-- begin Listing --

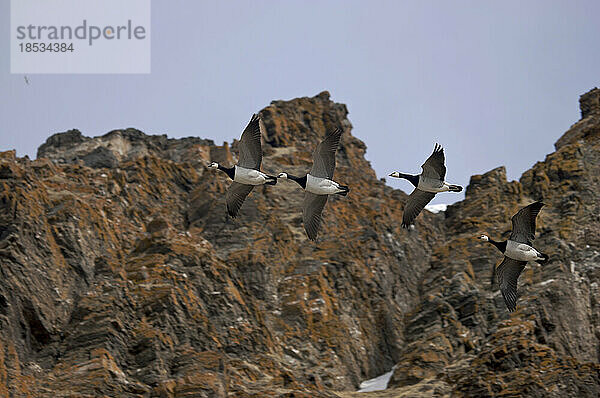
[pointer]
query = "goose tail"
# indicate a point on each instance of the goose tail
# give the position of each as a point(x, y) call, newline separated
point(545, 258)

-- end Listing --

- Exercise goal: Reproduce every line of the items above verbatim, omitting the pictures from your answer.

- Solution below:
[pointer]
query = "goose tail"
# indicate a point on each instance of the goose tail
# give the position of each as a point(x, y) call, newline separated
point(545, 258)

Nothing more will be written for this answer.